In this article we will discuss about:- 1. Meaning of Basidiomycetes 2. Salient Features of Basidiomycetes 3. Significance.
Meaning of Basidiomycetes:
Basidiomycetes are fairly a large group of fungi represented by about 1100 genera consisting of 16,000 species and classified under the sub-division Basidiomycotina. Many of the Basidiomycetes are the familiar larger fleshy fungi such as mushrooms, toadstools, puffballs, geasters, stinkhorns, earth stars, bird’s nest fungi, jelly fungi bracket fungi, rusts, and smuts.
Majority of the Basidiomycetes are saprophytes causing decay of litter, wood or dung. A few forms are found as symbionts forming mycorrhizae in trees, whereas some ones are destructive parasites destroying a wide range of woody and herbaceous plants. Rusts and smuts are pathogenic to plants causing important diseases and are restricted to live tissues of their respective host plants.
Salient Features of Basidiomycetes:
(i) Thallus is usually mycelial (some are yeasts called basidiomycetous yeasts). Hyphae are septate. In some cases, a number of hyphae lying parallel to one another are joined together to form thick strands enveloped in a sheath or cortex and behave as a unit or tissue. This modified hyphal form is called rhizomorph.
(ii) The mycelium of most of the Basidiomycetes passes through three distinct stages of development, which are called primary mycelium (monokaryotic and develops from the germination of sexual spore called basidiospore), secondary mycelium (dikaryotic and develops from primary mycelium after the process of plasmogamy during sexual reproduction), and tertiary mycelium (represented by well-matured secondary mycelia that compose the fruiting bodies called basidiomata of complex Basidiomycetes).
(iii) Septa in hyphae are simple or characteristic dolipore. The dolipore septum flares sharply and broadly in the middle portion forming a barrel-shaped structure with open ends, which is covered by membranous structure called paranthesome or septal pore cap.
(iv) Cell wall is made up of chitin and glucans.
(v) In all the Basidiomycetes, except the rusts, a specialized structure called clamp-connection is formed on the secondary mycelium. Clamp-connection is a device for the perpetuation of dikaryophase in the secondary mycelia in Basidiomycetes.
(vi) The asexual reproduction takes place by oidia, conidia, or chlamydospore formation. Out of the several types of spores developed in the life cycle of rusts and smuts, some (e.g., uredospore) function as asexual spores. The higher taxa of this class lack asexual reproduction.

> EXERCISE REQUIREMENTS: Continue the article on Basidiomycetes above, picking up after its last sentence.

> DATA SHOWN:
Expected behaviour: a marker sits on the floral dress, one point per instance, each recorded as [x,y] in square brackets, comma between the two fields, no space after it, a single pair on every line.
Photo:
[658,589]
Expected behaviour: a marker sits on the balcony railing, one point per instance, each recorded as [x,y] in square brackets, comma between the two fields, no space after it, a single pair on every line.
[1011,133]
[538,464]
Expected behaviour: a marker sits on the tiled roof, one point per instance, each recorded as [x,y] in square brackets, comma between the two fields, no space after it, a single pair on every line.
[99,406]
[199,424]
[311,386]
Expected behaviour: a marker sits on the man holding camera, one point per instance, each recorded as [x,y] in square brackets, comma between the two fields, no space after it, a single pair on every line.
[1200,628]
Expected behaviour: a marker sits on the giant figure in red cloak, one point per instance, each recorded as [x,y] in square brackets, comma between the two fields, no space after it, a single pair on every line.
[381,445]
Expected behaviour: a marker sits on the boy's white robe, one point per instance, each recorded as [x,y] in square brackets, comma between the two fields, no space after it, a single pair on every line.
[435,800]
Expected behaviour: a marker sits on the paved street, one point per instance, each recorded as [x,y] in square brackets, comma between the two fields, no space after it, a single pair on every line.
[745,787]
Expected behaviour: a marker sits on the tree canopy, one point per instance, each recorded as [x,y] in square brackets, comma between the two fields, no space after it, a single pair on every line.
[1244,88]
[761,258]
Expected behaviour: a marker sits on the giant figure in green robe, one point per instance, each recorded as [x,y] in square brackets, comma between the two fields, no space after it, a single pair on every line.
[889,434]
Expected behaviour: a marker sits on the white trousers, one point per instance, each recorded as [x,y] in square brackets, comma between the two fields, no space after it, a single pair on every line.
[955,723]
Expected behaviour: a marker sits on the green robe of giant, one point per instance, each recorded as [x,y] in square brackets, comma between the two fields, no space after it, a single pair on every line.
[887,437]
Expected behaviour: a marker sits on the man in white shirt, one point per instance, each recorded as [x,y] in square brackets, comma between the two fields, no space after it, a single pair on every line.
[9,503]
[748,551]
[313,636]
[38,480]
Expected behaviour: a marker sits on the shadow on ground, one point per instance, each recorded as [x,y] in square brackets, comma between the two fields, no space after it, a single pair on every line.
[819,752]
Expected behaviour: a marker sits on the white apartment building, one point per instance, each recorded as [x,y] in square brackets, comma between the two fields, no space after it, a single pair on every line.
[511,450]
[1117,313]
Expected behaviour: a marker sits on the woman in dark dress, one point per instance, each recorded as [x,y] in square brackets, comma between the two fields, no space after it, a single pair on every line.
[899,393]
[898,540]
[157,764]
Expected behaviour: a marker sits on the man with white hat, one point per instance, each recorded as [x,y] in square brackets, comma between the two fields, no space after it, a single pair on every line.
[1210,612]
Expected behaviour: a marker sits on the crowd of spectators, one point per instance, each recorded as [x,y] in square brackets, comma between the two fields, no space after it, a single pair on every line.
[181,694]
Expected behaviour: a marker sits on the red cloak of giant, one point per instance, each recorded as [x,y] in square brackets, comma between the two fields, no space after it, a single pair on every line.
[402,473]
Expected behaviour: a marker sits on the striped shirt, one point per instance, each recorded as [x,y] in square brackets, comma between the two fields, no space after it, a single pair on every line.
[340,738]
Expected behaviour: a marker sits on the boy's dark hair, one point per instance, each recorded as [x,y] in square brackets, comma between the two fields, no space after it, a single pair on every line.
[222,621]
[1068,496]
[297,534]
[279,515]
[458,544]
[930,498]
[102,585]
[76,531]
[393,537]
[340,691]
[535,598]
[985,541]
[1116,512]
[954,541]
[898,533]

> ANSWER FOR THIS EXERCISE:
(vii) No specialized sex organs develop in Basidiomycetes and sexual reproduction takes place by conjugation of nuclei of two different strains.
(viii) During sexual reproduction, the dikaryotic cell is formed by spermatization, somatogamy, clamp- connection, or Buller phenomenon.
(ix) Karyogamy does not occur just after plasmogamy because there exists a prolonged dikaryophase between plasmogamy and karyogamy. The fusion of nuclei of two different strains occurs within the basidial mother cell.
(x) Meiosis takes place just after karyogamy resulting in haploid daughter nuclei that are used in the formation of basidiospores.
(xi) Basidiospores are the characteristic haploid sexual spores of basidiomycetous fungi, which are produced exogenously on the surface of basidia after karyogamy and meiosis within nuclei lying inside basidia. If the sexual spore of a fungus is a basidiospore, the fungus is a Basidiomycete regardless of any other character. This one character distinguishes Basidiomycetes from all other fungi.
(xii) Except rusts and smuts, the Basidiomycetes usually produce fruiting bodies called basidiomata (sing. basidioma), which were earlier called basidiocarps.
Significance of Basidiomycetes:
(i) Rusts and smuts cause many diseases of cereals and other economically important plants resulting in great loss in production that brings famine in certain parts of the world.
(ii) Mushrooms are edible and are enjoyed by mycophagists for food and flavour. Agaricus, Pleurotus, and Volvoriella are cultivated on large scale throughout the world. Mushroom cultivation industry is growing fastly.
(iii) Some mushrooms (called toadstools) such as Amanita spp. are deadly poisonous, while others such as Psilocybe spp. produce hellucinogenic chemical substances.
(iv) The polypores cause enormous damage to forest trees as parasites and to timber as saprophytes.
(v) Mycelia of basidiomycetous fungi play significant role in decomposition of organic matter and recycling of nutrients. It is because they bear ability to produce various extracellular enzymes which break down complex chemicals like cellulose and lignin.